[30] Section 721 of the Criminal Code deals with the pre-sentence report (PSR). Subsection 721(3) sets out what the information the PSR should contain. Among these contents are the offender's "age, maturity, character, behaviour, attitude and willingness to make amends". Many of these mandatory considerations are tied to the psychological makeup of the individual involved. While certain aspects such as "age" are purely factual, most of the others are mixed fact and opinion, or perhaps purely opinion based on stated or unstated observations of the probation officer preparing such report. It would be odd indeed that a sentencing judge would consider the opinion of a probation officer about certain aspects of the offender but be precluded from considering the same or similar aspects coming from a psychologist with considerably more expertise and likely experience in assessment of offenders.
[31] In fact, PSR's often contain recommendations as to sentence. One of the elements that factors into these recommendations is the author's assessment of the risk of re-offending by the offender who is the subject of the PSR. This is precisely the kind of information that Dr. Valliant will unquestionably be asked to provide. Clearly, the level of risk of re-offending is germane to what sentence is to be imposed. It is a logical consideration in the sentencing court's application of s. 718 (the purpose of sentencing), particularly the objectives of specific deterrence, rehabilitation, promotion of a sense of responsibility and an acknowledgement of harm done to victims and to the community.

Records from a data source:
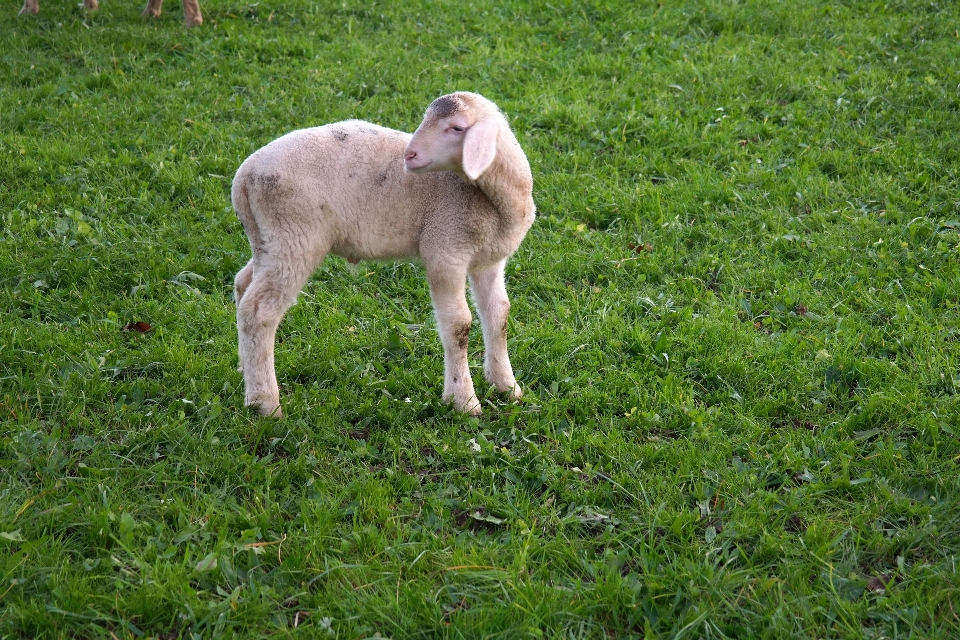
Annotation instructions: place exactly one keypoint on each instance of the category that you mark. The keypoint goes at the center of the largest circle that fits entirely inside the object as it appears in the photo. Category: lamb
(456, 194)
(191, 9)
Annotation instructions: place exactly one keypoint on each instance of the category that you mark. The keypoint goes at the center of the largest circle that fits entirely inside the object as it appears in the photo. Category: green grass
(736, 320)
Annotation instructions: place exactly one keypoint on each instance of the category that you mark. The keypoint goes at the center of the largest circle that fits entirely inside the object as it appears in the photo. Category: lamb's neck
(508, 183)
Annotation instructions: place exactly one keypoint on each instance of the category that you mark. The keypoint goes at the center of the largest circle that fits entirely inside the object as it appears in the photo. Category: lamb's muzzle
(457, 194)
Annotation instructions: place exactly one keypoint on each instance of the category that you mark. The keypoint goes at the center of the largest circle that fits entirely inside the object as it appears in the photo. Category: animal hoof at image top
(455, 195)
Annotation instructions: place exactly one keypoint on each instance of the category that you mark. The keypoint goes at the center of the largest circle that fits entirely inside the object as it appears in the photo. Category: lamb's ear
(480, 147)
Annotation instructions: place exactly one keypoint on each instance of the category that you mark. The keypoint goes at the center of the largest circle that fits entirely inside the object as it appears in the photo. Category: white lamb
(191, 9)
(457, 194)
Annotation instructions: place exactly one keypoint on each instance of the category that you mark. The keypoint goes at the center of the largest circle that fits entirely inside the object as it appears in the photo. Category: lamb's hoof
(267, 409)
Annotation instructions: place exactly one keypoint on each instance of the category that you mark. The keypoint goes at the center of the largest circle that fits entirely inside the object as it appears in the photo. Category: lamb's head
(459, 133)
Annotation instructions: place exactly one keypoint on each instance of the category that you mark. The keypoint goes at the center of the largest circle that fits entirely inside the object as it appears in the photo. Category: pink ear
(480, 147)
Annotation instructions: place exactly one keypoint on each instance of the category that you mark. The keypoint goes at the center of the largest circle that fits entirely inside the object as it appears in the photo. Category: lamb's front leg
(493, 307)
(448, 292)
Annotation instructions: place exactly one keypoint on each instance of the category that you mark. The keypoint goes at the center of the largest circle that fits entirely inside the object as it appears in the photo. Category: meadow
(736, 320)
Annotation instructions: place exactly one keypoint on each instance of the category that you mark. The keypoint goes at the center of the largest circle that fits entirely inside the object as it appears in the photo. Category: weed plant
(736, 321)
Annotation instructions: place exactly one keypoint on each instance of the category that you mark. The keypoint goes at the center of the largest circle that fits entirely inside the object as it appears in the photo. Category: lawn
(736, 320)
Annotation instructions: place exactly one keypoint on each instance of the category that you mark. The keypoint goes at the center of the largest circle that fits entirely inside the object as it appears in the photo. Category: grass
(736, 320)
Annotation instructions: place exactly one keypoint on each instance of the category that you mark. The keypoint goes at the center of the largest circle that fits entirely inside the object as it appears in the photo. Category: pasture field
(736, 319)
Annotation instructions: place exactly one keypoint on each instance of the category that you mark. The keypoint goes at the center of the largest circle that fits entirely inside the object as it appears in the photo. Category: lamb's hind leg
(240, 284)
(493, 307)
(273, 289)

__EXERCISE DESCRIPTION__
Please carry on the passage about pre-sentence reports and psychological evidence at sentencing, picking up after its last sentence.

__SOLVED PROBLEM__
[32] Can the court complete its sentence without Dr. Valliant's testimony. It is unlikely that it can if the assessment report is introduced as evidence at this sentencing hearing. There is every indication that it will be. Reports of this kind are not unique in sentencing hearings. Under s. 34 of the Youth Criminal Justice Act (YCJA), for example, a psychological assessment report can be ordered by the court. One of the purposes for doing so is statutorily stated in s. 34(2)(c) as the "making or reviewing a youth sentence". Such a report becomes, pursuant to s. 34(11) YCJA, part of the record in the case in which it was requested. There are parallels in the adult system. In this case, there has been no order for such a report to be made. However, it was known from this past spring, or perhaps even earlier, that an assessment was being done and a report would be prepared. Psychological assessments prepared by professionals such as Dr. Valliant, are typically based on psychometric testing and on clinical evaluation. The court is not able to interpret the instruments or psychometric tests as to what they portend as far as risk of re-offending is concerned. Even less is the court able to know how an expert does his or her clinical evaluation and how that translates to an expert opinion or conclusion. In short, there is a need for Dr. Valliant to be here to present and explain what he has done, what he has observed, and what he believes as to those aspects of the accused that the court has to consider in the sentencing process.
[33] I do not see a down side to having Dr. Valliant testify as an expert. His opinions can be excluded if they are not admissible for some reason; they can be admitted but discounted if that is appropriate, or they can be taken at full value. I have not heard anything that leads me to conclude at this point that the prejudicial effect of permitting Dr. Valliant's expert evidence outweighs its probative value.
Conclusion
[34] The four pre-requisites from Mohan are satisfied. The cost benefit analysis does not preclude having Dr. Valliant testify. As for threshold reliability, this will depend on what evidence he will present to this court. At the moment, it appears to be from a well-qualified person, who has provided similar evidence in other cases, whose areas of expertise are in areas which are central to some of the considerations that the court is mandated to take into account, and whose discipline is well recognized as a legitimate one in our society, even by our governments.
[35] Accordingly, my ruling is that Dr. P. Valliant is qualified by this court as a forensic clinical psychologist to provide opinion evidence on the psychological assessment of the accused and on his risk to re-offend.